--- Begin Records to process ---
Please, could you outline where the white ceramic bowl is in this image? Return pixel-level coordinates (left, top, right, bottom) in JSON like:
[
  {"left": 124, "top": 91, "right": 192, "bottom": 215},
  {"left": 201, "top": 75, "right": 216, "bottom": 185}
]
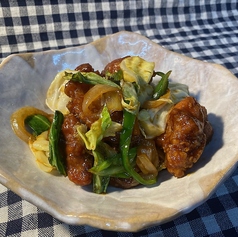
[{"left": 0, "top": 32, "right": 238, "bottom": 231}]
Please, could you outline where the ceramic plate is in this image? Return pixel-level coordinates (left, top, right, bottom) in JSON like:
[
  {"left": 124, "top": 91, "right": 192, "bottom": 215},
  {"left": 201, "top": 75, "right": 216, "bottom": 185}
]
[{"left": 0, "top": 32, "right": 238, "bottom": 231}]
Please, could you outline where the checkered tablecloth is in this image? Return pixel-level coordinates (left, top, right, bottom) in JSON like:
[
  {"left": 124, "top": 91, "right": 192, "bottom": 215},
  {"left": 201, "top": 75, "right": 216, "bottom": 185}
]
[{"left": 0, "top": 0, "right": 238, "bottom": 237}]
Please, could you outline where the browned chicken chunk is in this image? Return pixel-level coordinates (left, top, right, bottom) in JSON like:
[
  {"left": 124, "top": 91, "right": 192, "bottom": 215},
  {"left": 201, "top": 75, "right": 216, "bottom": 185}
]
[{"left": 157, "top": 97, "right": 213, "bottom": 177}]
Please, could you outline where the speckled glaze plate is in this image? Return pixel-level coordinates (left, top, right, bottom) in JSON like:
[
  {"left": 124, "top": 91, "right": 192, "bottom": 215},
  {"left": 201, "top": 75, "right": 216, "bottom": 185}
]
[{"left": 0, "top": 32, "right": 238, "bottom": 231}]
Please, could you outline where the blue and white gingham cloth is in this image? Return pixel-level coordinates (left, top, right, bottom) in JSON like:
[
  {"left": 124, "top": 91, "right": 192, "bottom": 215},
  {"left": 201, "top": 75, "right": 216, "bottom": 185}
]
[{"left": 0, "top": 0, "right": 238, "bottom": 237}]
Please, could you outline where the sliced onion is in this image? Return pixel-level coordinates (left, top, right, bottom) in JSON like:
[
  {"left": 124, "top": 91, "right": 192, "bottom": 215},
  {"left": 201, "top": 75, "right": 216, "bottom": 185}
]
[
  {"left": 141, "top": 91, "right": 173, "bottom": 109},
  {"left": 10, "top": 106, "right": 52, "bottom": 144},
  {"left": 82, "top": 84, "right": 121, "bottom": 114}
]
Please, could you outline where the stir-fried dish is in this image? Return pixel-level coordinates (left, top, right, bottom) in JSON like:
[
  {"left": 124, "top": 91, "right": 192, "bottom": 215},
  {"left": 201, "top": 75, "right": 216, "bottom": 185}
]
[{"left": 11, "top": 56, "right": 213, "bottom": 193}]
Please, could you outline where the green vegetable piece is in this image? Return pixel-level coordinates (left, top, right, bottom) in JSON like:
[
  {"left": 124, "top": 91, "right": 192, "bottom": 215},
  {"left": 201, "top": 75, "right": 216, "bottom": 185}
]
[
  {"left": 153, "top": 71, "right": 172, "bottom": 100},
  {"left": 93, "top": 150, "right": 110, "bottom": 194},
  {"left": 49, "top": 111, "right": 66, "bottom": 176},
  {"left": 120, "top": 110, "right": 156, "bottom": 185},
  {"left": 25, "top": 114, "right": 51, "bottom": 136},
  {"left": 65, "top": 72, "right": 120, "bottom": 89}
]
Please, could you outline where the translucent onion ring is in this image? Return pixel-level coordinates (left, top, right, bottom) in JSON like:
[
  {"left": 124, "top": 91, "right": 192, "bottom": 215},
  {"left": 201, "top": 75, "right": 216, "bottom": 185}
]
[
  {"left": 10, "top": 106, "right": 53, "bottom": 144},
  {"left": 141, "top": 91, "right": 173, "bottom": 109},
  {"left": 82, "top": 84, "right": 122, "bottom": 114}
]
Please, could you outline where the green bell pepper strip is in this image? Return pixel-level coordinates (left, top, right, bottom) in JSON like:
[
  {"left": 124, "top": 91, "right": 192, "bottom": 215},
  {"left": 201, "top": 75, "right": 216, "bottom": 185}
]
[
  {"left": 25, "top": 114, "right": 51, "bottom": 136},
  {"left": 120, "top": 109, "right": 156, "bottom": 185},
  {"left": 49, "top": 110, "right": 66, "bottom": 176},
  {"left": 92, "top": 150, "right": 110, "bottom": 194},
  {"left": 152, "top": 71, "right": 172, "bottom": 100}
]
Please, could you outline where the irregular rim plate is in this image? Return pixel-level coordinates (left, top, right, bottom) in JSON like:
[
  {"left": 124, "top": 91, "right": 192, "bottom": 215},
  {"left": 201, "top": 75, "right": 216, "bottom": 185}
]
[{"left": 0, "top": 32, "right": 238, "bottom": 231}]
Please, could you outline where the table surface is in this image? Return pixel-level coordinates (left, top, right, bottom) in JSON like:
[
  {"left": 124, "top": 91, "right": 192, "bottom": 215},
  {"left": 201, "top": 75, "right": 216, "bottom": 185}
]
[{"left": 0, "top": 0, "right": 238, "bottom": 236}]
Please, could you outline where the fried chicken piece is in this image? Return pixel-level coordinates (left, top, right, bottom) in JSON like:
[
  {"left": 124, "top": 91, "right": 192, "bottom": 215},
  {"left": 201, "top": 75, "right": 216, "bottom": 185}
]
[{"left": 157, "top": 97, "right": 213, "bottom": 178}]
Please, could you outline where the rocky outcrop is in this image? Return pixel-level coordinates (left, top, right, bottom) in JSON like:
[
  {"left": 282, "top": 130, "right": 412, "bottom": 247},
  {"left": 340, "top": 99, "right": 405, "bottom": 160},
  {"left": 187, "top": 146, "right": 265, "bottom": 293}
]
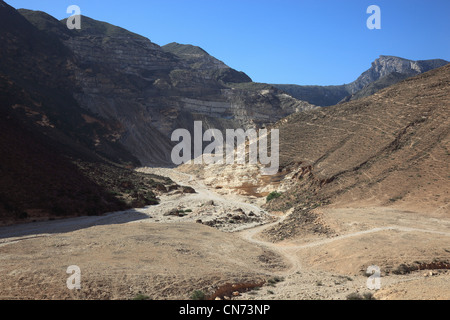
[
  {"left": 274, "top": 55, "right": 448, "bottom": 107},
  {"left": 14, "top": 10, "right": 314, "bottom": 165}
]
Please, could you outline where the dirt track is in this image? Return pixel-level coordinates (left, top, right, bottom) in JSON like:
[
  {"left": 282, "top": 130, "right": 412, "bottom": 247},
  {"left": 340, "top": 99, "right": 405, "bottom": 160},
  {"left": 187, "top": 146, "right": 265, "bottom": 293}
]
[{"left": 0, "top": 169, "right": 450, "bottom": 299}]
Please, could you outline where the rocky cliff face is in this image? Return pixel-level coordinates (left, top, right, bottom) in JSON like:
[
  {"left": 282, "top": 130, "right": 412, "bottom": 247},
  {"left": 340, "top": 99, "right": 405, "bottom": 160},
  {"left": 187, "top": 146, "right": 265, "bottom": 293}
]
[
  {"left": 274, "top": 55, "right": 448, "bottom": 107},
  {"left": 15, "top": 10, "right": 314, "bottom": 165}
]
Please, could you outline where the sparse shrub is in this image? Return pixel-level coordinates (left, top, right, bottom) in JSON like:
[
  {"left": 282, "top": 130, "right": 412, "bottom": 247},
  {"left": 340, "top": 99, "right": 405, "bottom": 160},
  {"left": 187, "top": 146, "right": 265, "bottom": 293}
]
[
  {"left": 191, "top": 290, "right": 205, "bottom": 300},
  {"left": 347, "top": 292, "right": 376, "bottom": 300},
  {"left": 266, "top": 191, "right": 281, "bottom": 202},
  {"left": 346, "top": 292, "right": 364, "bottom": 300},
  {"left": 133, "top": 293, "right": 151, "bottom": 300}
]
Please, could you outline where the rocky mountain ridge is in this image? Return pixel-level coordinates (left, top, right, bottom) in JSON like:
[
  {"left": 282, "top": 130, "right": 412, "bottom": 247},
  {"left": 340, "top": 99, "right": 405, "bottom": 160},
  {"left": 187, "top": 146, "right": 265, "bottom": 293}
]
[{"left": 274, "top": 55, "right": 448, "bottom": 107}]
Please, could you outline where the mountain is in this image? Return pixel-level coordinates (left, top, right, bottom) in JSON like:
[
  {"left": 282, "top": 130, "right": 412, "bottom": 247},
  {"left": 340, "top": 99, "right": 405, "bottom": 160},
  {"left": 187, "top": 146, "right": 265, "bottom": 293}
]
[
  {"left": 179, "top": 65, "right": 450, "bottom": 220},
  {"left": 274, "top": 55, "right": 448, "bottom": 107},
  {"left": 161, "top": 42, "right": 252, "bottom": 83},
  {"left": 0, "top": 1, "right": 185, "bottom": 224},
  {"left": 274, "top": 65, "right": 450, "bottom": 215},
  {"left": 0, "top": 0, "right": 314, "bottom": 223},
  {"left": 19, "top": 10, "right": 314, "bottom": 165}
]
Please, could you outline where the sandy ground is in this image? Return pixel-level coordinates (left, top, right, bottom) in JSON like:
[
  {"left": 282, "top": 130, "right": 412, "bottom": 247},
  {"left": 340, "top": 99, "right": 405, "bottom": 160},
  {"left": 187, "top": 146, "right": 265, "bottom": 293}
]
[{"left": 0, "top": 168, "right": 450, "bottom": 299}]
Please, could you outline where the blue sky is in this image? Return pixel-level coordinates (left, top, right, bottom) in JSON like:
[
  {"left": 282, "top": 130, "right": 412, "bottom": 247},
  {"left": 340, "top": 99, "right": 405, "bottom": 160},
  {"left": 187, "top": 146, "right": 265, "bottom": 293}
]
[{"left": 6, "top": 0, "right": 450, "bottom": 85}]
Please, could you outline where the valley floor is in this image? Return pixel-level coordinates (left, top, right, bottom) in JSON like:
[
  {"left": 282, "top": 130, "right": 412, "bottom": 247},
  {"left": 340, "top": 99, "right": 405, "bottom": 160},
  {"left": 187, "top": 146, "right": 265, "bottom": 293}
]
[{"left": 0, "top": 168, "right": 450, "bottom": 299}]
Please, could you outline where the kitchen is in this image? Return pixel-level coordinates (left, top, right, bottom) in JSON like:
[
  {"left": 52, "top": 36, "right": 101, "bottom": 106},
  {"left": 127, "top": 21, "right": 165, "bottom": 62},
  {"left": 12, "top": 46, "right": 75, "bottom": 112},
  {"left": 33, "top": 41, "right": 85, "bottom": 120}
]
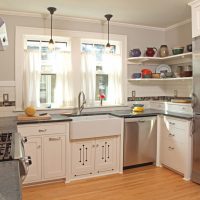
[{"left": 0, "top": 0, "right": 200, "bottom": 199}]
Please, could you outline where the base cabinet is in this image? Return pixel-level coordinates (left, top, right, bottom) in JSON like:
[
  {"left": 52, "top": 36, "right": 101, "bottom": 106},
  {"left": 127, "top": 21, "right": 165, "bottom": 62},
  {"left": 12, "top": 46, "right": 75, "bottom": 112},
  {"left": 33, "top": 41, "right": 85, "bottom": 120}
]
[
  {"left": 43, "top": 135, "right": 65, "bottom": 179},
  {"left": 71, "top": 140, "right": 95, "bottom": 177},
  {"left": 159, "top": 116, "right": 192, "bottom": 180},
  {"left": 71, "top": 136, "right": 119, "bottom": 179},
  {"left": 24, "top": 137, "right": 42, "bottom": 182},
  {"left": 18, "top": 123, "right": 69, "bottom": 183}
]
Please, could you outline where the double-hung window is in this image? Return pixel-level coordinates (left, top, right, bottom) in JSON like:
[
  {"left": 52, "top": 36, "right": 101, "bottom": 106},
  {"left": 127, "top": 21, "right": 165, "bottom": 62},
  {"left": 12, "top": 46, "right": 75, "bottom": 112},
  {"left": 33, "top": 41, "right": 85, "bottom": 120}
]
[
  {"left": 23, "top": 40, "right": 73, "bottom": 108},
  {"left": 81, "top": 40, "right": 123, "bottom": 106}
]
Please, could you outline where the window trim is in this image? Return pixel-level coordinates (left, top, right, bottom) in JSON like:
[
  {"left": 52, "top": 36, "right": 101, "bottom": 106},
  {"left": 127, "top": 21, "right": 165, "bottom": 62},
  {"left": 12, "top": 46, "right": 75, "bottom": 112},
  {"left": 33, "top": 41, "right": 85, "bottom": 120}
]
[{"left": 15, "top": 26, "right": 127, "bottom": 111}]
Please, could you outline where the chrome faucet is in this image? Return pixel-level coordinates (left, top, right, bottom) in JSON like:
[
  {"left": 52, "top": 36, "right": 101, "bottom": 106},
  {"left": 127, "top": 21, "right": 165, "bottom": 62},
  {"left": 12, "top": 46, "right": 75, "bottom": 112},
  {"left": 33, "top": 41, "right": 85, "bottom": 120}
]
[{"left": 78, "top": 91, "right": 86, "bottom": 115}]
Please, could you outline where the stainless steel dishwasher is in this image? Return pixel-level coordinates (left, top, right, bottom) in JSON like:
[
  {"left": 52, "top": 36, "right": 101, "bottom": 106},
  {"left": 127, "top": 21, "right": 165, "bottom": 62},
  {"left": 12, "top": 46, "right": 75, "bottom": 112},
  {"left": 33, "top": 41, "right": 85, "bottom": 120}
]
[{"left": 124, "top": 116, "right": 157, "bottom": 169}]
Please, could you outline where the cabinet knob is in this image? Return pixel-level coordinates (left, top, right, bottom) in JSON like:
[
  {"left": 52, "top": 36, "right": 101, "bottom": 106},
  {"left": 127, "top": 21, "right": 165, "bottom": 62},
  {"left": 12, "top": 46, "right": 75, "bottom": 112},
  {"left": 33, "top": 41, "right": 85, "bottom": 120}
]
[
  {"left": 38, "top": 129, "right": 47, "bottom": 133},
  {"left": 49, "top": 137, "right": 61, "bottom": 141}
]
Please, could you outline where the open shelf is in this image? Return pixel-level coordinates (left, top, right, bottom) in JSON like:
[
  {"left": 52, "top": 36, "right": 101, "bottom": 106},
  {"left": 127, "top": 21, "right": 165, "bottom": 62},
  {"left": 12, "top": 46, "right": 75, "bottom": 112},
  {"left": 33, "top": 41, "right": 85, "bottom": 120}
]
[
  {"left": 128, "top": 77, "right": 193, "bottom": 82},
  {"left": 128, "top": 52, "right": 192, "bottom": 64}
]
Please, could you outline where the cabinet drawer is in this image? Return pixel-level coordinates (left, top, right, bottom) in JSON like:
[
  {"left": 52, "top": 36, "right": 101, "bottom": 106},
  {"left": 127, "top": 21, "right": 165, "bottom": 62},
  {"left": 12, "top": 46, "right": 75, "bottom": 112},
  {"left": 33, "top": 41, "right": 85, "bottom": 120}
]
[
  {"left": 161, "top": 140, "right": 185, "bottom": 173},
  {"left": 163, "top": 127, "right": 186, "bottom": 144},
  {"left": 165, "top": 117, "right": 187, "bottom": 130},
  {"left": 18, "top": 123, "right": 66, "bottom": 136}
]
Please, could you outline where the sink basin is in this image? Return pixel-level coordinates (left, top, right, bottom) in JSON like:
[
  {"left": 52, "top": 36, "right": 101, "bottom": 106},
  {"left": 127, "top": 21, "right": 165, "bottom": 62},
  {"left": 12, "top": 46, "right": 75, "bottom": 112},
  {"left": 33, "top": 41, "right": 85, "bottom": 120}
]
[{"left": 70, "top": 115, "right": 123, "bottom": 140}]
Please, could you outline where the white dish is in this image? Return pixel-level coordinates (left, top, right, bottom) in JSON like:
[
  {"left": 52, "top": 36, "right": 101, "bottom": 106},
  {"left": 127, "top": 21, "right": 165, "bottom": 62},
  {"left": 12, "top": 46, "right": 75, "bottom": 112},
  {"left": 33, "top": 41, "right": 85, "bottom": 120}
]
[{"left": 156, "top": 64, "right": 172, "bottom": 73}]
--- End Records to process ---
**What to do**
Locate every line in the material above that contains the string "blue", and copy each of those lines in full. Case counts, so match only that exact capitalization.

**Answer to this problem**
Please, could you outline where the blue and white gingham cloth is in this image? Return pixel-level coordinates (left, top, right, bottom) in JSON like:
Please, could you outline where the blue sky is in this image? Return pixel-level coordinates (left, top, right, bottom) in JSON like:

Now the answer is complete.